*Page text*.
Exercising at home: Can digital technologies help?

The Bottom Line

  • Exercise can occur in various locations, from parks to gyms to our homes.
  • Home-based exercise delivered through digital technologies can enhance physical function in older adults living in the community.
  • Interested in exercising at home? Consult your healthcare team about how to incorporate a home-based exercise program that leverages digital technologies.  

Parks, beaches, health and fitness facilities, and home. Can you name a common link between these locations? If you said, “places one can go to relax or have fun,” you would not be wrong. However, while they may be similar in multiple ways, one meaningful connection is that they are all places where we exercise. Access the Canadian 24-Hour Movement Guidelines to learn more about recommended levels of physical activity for older adults (1).   

As we go through life, we are sometimes faced with unexpected hurdles or even changes in our preferences that can impact if and how we exercise. Be it global pandemics that lead to lockdowns, issues related to mobility, finances, and access, or simply enjoying the comfort of being in our own house, a strong case for the benefits of home-based exercise can be made.

With the help of digital technologies, exercising at home has never been easier. But is this seemingly dynamic duo effective? One systematic review examined the impacts of home-based exercise programs delivered via digital technologies on outcomes like physical function, quality of life, falls, mobility, and balance in older adults living in the community (2).

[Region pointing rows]

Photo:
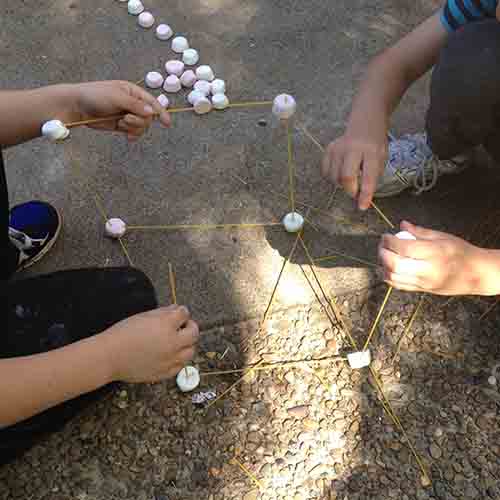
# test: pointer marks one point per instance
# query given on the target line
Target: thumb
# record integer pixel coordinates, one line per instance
(421, 232)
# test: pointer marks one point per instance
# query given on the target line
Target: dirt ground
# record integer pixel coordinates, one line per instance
(302, 431)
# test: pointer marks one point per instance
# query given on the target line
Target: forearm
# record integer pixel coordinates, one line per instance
(23, 112)
(31, 384)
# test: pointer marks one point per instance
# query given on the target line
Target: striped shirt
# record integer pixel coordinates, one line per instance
(456, 13)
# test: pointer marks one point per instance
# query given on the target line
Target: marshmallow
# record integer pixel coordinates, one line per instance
(359, 359)
(188, 78)
(205, 73)
(284, 106)
(293, 222)
(174, 67)
(202, 86)
(202, 106)
(190, 57)
(188, 379)
(164, 32)
(195, 96)
(115, 228)
(145, 20)
(135, 7)
(172, 84)
(218, 87)
(55, 130)
(405, 235)
(179, 44)
(154, 80)
(163, 100)
(220, 101)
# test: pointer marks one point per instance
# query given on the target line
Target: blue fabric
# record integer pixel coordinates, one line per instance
(457, 13)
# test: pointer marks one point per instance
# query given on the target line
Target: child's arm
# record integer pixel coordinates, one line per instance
(22, 113)
(357, 159)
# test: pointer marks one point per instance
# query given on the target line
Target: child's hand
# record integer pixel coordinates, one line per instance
(152, 346)
(100, 99)
(436, 263)
(355, 161)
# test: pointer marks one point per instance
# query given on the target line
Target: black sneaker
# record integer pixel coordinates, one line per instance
(33, 229)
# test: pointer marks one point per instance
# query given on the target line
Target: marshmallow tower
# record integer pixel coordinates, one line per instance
(154, 80)
(190, 57)
(284, 106)
(164, 32)
(115, 228)
(55, 130)
(293, 222)
(179, 44)
(135, 7)
(188, 379)
(145, 20)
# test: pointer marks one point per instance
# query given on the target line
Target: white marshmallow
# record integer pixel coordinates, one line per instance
(359, 359)
(55, 130)
(135, 7)
(179, 44)
(218, 87)
(195, 96)
(172, 84)
(188, 379)
(145, 20)
(205, 73)
(154, 80)
(115, 228)
(188, 78)
(163, 100)
(190, 57)
(405, 235)
(202, 86)
(164, 32)
(293, 222)
(284, 106)
(174, 67)
(202, 106)
(220, 101)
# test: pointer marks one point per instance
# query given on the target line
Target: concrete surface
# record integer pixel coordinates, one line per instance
(314, 50)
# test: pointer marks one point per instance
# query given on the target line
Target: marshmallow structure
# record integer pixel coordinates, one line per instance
(202, 86)
(293, 222)
(174, 67)
(188, 379)
(202, 106)
(218, 86)
(179, 44)
(220, 101)
(115, 228)
(163, 100)
(145, 20)
(284, 106)
(55, 130)
(164, 32)
(190, 57)
(195, 95)
(205, 73)
(135, 7)
(405, 235)
(154, 80)
(188, 78)
(359, 359)
(172, 84)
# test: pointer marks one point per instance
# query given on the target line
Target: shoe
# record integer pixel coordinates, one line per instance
(33, 229)
(411, 164)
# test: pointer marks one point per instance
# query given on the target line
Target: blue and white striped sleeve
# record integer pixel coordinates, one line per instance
(457, 13)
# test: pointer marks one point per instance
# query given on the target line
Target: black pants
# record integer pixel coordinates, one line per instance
(47, 312)
(465, 93)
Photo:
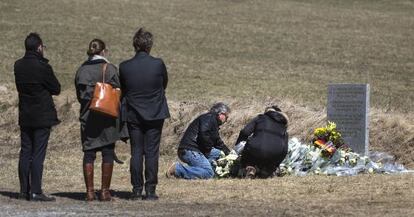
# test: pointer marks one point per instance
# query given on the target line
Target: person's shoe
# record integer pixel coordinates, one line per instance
(107, 169)
(250, 172)
(170, 173)
(150, 196)
(135, 195)
(88, 176)
(41, 197)
(23, 196)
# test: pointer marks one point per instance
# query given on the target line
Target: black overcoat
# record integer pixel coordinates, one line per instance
(36, 83)
(143, 80)
(97, 130)
(266, 136)
(202, 135)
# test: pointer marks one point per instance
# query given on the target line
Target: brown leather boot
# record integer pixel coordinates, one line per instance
(106, 181)
(88, 175)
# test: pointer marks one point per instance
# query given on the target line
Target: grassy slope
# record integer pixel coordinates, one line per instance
(284, 52)
(234, 49)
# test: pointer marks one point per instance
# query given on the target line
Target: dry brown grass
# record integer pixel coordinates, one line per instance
(247, 53)
(371, 195)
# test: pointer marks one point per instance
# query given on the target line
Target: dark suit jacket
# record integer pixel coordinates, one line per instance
(202, 135)
(36, 83)
(143, 82)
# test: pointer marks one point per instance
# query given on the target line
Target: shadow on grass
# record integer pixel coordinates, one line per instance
(81, 195)
(10, 194)
(71, 195)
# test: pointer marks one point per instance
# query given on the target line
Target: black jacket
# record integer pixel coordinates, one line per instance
(266, 135)
(143, 81)
(36, 83)
(202, 135)
(97, 130)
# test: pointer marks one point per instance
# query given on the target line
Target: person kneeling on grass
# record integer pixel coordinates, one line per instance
(267, 143)
(200, 145)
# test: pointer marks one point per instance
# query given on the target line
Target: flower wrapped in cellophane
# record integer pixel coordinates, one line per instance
(328, 138)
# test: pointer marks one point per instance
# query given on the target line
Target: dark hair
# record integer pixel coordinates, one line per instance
(220, 108)
(142, 40)
(275, 107)
(32, 42)
(96, 46)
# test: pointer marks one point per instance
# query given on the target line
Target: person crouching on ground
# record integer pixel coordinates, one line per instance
(267, 143)
(200, 145)
(98, 132)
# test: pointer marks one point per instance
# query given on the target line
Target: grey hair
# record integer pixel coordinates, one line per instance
(220, 108)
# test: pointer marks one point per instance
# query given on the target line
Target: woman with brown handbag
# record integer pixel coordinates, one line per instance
(99, 131)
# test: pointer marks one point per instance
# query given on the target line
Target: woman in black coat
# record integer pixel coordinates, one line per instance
(98, 132)
(267, 143)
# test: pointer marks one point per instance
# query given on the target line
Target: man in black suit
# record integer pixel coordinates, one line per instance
(35, 83)
(143, 82)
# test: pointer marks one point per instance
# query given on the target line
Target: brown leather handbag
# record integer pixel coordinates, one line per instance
(105, 98)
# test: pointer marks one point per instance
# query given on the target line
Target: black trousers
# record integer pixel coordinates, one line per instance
(145, 144)
(32, 155)
(107, 152)
(264, 162)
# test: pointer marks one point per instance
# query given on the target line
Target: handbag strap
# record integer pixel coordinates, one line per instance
(103, 71)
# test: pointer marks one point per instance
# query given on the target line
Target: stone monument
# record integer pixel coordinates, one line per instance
(348, 107)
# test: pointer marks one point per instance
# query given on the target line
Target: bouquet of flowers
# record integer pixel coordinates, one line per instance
(329, 139)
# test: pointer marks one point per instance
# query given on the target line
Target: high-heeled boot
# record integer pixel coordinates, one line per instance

*Exercise set*.
a - Can you copy the home-exercise article word for word from "The Bottom Line" to "in the community."?
b - Do these statements agree with the home-exercise article? Give yes or no for each, quoting the deciding words. (i) The systematic review examined older adults living in the community. (ii) Readers are advised to consult a fitness trainer about home-based exercise. (iii) Gyms are named as a place where exercise can occur.
Rely only on the home-exercise article, not on the rows.

*Results of the tasks*.
a -
The Bottom Line

  • Exercise can occur in various locations, from parks to gyms to our homes.
  • Home-based exercise delivered through digital technologies can enhance physical function in older adults living in the community.

b -
(i) Yes: "in older adults living in the community"
(ii) No: "Consult your healthcare team"
(iii) Yes: "from parks to gyms to our homes"